[Work instructions]
Print each line exactly as it is given.

[Dataset]
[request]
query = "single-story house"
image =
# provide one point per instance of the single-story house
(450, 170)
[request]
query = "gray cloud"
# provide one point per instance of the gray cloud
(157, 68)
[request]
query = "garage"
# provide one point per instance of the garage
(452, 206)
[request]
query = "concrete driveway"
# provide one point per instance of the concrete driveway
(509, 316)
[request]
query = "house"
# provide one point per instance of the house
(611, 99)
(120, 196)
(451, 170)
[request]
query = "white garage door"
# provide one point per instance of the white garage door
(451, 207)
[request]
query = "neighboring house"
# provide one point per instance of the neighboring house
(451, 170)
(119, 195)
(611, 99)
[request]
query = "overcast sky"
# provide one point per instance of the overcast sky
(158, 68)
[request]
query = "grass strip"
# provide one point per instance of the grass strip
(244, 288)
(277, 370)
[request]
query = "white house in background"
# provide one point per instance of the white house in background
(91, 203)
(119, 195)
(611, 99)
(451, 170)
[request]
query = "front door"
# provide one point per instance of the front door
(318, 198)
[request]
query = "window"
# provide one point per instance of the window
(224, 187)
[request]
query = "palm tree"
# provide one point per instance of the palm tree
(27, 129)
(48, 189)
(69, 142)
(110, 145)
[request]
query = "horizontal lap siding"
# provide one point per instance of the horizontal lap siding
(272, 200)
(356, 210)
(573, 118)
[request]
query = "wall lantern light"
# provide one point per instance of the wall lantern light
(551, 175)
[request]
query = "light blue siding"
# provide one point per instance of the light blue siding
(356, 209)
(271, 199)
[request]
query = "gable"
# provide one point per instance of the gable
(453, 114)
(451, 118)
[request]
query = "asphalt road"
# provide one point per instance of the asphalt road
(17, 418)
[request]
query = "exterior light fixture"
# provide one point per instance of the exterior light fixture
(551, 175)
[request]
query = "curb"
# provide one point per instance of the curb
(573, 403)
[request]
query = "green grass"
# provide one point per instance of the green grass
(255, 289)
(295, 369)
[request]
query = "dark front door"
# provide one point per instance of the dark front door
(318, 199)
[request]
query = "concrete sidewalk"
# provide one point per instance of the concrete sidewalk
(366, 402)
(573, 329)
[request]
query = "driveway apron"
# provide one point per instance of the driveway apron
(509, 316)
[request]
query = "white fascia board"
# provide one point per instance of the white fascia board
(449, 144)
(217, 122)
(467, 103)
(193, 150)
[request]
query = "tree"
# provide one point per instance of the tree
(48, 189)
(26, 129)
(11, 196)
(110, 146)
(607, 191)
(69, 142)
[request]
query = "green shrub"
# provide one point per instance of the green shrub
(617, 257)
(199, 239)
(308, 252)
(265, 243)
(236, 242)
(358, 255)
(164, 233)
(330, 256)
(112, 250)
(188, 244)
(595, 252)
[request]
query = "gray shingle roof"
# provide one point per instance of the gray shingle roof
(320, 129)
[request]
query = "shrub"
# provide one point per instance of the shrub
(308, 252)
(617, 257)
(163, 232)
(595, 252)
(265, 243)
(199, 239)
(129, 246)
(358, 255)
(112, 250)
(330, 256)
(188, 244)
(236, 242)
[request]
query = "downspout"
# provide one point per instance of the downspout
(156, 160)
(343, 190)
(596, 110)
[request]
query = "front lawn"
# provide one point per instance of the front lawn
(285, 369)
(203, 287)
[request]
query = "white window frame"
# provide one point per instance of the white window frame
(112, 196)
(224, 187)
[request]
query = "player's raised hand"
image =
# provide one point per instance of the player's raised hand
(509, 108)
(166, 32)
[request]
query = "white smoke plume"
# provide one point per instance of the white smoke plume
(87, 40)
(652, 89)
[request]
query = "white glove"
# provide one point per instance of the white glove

[The reply]
[request]
query = "single-story house"
image =
# provide one point per instance of the single-story house
(450, 170)
[request]
query = "gray cloud"
# provide one point per instance of the gray cloud
(157, 68)
[request]
query = "garage"
# provide one point per instance of the garage
(452, 206)
[request]
query = "concrete driveway"
# provide one point per instance of the concrete driveway
(509, 316)
[request]
query = "house"
# provide one point per instance of the house
(611, 99)
(120, 196)
(451, 170)
[request]
query = "white garage door"
# provide one point per instance of the white garage door
(451, 207)
[request]
query = "neighboring house"
# provide one point per instance of the neighboring house
(451, 170)
(119, 195)
(611, 99)
[request]
query = "overcast sky"
# provide one point per instance of the overcast sky
(158, 68)
[request]
query = "grass strip"
# provide one point per instance of the grass strip
(244, 288)
(277, 370)
[request]
query = "white house in background"
# provide one point per instance of the white house in background
(91, 203)
(119, 195)
(611, 99)
(451, 170)
[request]
query = "front door"
# provide one point per instance of the front door
(318, 198)
[request]
query = "window"
# provide one point per instance of the window
(224, 187)
[request]
query = "palm tree"
# provide one point per instance of the palm tree
(27, 129)
(48, 189)
(69, 142)
(110, 145)
[request]
query = "horizontal lap siding"
# provide one point per instance of the horizontal lap siding
(272, 200)
(356, 210)
(573, 118)
[request]
query = "wall lantern light"
# provide one point per instance of the wall lantern light
(551, 175)
[request]
query = "light blue siding"
# provide one point per instance of the light blue siding
(356, 209)
(271, 199)
[request]
query = "gable"
# provide one point per instance of the gable
(453, 114)
(451, 118)
[request]
query = "asphalt road"
# provide one point per instance of the asphalt road
(17, 418)
[request]
query = "exterior light fixture"
# provide one point per instance of the exterior light fixture
(551, 175)
[request]
query = "curb"
# provide one point per instance of the curb
(573, 403)
[request]
query = "green grass"
# provide one point per instance of the green grass
(255, 289)
(295, 369)
[request]
query = "dark front door"
# provide one point per instance of the dark front door
(318, 199)
[request]
query = "concrete sidewalk"
# provide one point per instance of the concrete sidewalk
(366, 402)
(573, 329)
[request]
query = "driveway apron"
# provide one point per instance of the driveway apron
(509, 316)
[request]
query = "white fascia board"
# provide one point per instance of the white fascia board
(449, 144)
(217, 122)
(467, 103)
(193, 150)
[request]
query = "tree"
# provide one point per instance of the tree
(48, 189)
(26, 129)
(11, 196)
(110, 146)
(607, 191)
(69, 142)
[request]
query = "green shrub"
# provide one point per instance of the green shrub
(617, 257)
(199, 239)
(308, 252)
(265, 243)
(236, 242)
(358, 255)
(164, 233)
(330, 256)
(112, 250)
(188, 244)
(595, 252)
[request]
query = "gray shingle roof"
# provide one point per instance of the gray shingle roof
(320, 129)
[request]
query = "shrub"
# provide one point per instance of the shrub
(308, 252)
(617, 257)
(163, 232)
(595, 252)
(265, 243)
(199, 239)
(129, 246)
(358, 255)
(112, 250)
(330, 256)
(188, 244)
(236, 242)
[request]
query = "downspout"
# provide one point per instance of the downspout
(156, 160)
(343, 190)
(596, 110)
[request]
query = "front lawn"
# provide one point per instance of the front lawn
(285, 369)
(203, 287)
[request]
query = "white window frame"
# provide one point per instance of the white window frame
(112, 196)
(224, 187)
[request]
query = "player's raised hand"
image =
# provide one point per instance of the player's raised hand
(509, 108)
(166, 32)
[request]
query = "white smoke plume"
# provide one point per instance of the white smoke plume
(87, 40)
(652, 89)
[request]
query = "white glove"
# provide one point per instance of the white glove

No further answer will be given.